DIRECTION
Gather every line in the records below that contains the string "blurred" and copy each one in full. Case counts.

EXERCISE INPUT
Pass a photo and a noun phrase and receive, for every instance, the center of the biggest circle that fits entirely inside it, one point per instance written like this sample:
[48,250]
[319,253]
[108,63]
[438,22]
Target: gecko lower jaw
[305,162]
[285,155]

---

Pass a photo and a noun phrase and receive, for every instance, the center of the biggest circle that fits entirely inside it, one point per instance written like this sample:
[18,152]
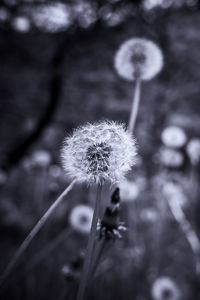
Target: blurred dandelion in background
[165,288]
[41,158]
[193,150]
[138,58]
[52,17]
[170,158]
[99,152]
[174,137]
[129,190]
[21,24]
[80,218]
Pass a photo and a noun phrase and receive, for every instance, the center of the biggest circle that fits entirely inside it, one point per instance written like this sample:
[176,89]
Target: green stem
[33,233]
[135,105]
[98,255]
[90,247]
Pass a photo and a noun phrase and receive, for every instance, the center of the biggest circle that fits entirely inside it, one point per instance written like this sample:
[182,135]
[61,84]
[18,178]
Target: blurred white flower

OUTPUT OF THE EXERCISE
Target: blurred dandelion in background
Target: blurred white flower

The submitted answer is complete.